▶ _Text to read_:
______________________________

One of every seven people in the world is a migrant and more people are moving today in the context of disasters than ever before, mainly as a result of the concentration of populations and livelihoods in disaster-prone areas. Migrants are often among the worst affected by disasters, being more exposed to hazards, less prepared and consequently less able to cope with and recover from the impacts of disasters.
One of the main challenges in protecting and assisting those displaced by environmental processes and events, and across national borders in particular, is coordination among policy actors and practitioners. Relevant laws and good practices exist, even though approaches vary depending on whether the policies are adopted as part of migration, climate, security or human rights frameworks. Protectionist and institutional blind spots persist, given the fragmented, sometimes partial approach to linking climate change and human mobility in many regional and national policy settings.
Research and operational experience show that moving is neither an inevitable nor necessarily a negative consequence of environmental shocks and change. In fact, a number of efforts are already being made – as part of disaster risk reduction and climate change adaptation – to prevent environmentally induced displacements; to assist those moving, as well as home and host communities; and to realise the positive potential of moving in the context of disasters and environmental change. We do not need another new policy framework; we need to integrate migration into the existing frameworks at national, regional and global levels. This will provide the coherence required for coordinating an effective response.
Collect and share better data
Data on displacement is essential to understanding vulnerabilities, delivering humanitarian assistance and designing durable solutions. Most of the available data are not disaggregated by the duration and distance of displacement. This makes it difficult to distinguish between the types and address the different effects.

______________________________

▶ _Directions_:
• a. Answer these questions from the text on migration and disasters:
(i) What share of the world's people is a migrant?
(ii) What is named as one of the main challenges in protecting and assisting those displaced by environmental processes and events?
(iii) By what two measures are most of the available displacement data not disaggregated?
• b. Reproduce word for word the part of the text on migration and disasters that opens with the words containing "Research and operational" and closes with "an effective response.".
The rows after this note play no part in the exercise.

▶ _Entries shown_:
______________________________

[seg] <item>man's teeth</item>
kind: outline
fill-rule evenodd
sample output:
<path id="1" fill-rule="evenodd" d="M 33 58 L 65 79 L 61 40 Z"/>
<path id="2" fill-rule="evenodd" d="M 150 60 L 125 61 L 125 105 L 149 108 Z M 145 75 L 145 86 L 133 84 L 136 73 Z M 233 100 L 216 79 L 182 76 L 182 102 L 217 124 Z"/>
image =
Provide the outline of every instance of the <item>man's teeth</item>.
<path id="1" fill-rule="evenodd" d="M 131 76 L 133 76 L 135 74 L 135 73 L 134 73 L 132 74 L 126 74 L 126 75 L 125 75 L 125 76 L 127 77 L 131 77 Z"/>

______________________________

▶ _Results for the exercise_:
• a.
(i) One of every seven people.
(ii) Coordination among policy actors and practitioners.
(iii) The duration and distance of displacement.

• b.
Research and operational experience show that moving is neither an inevitable nor necessarily a negative consequence of environmental shocks and change. In fact, a number of efforts are already being made – as part of disaster risk reduction and climate change adaptation – to prevent environmentally induced displacements; to assist those moving, as well as home and host communities; and to realise the positive potential of moving in the context of disasters and environmental change. We do not need another new policy framework; we need to integrate migration into the existing frameworks at national, regional and global levels. This will provide the coherence required for coordinating an effective response.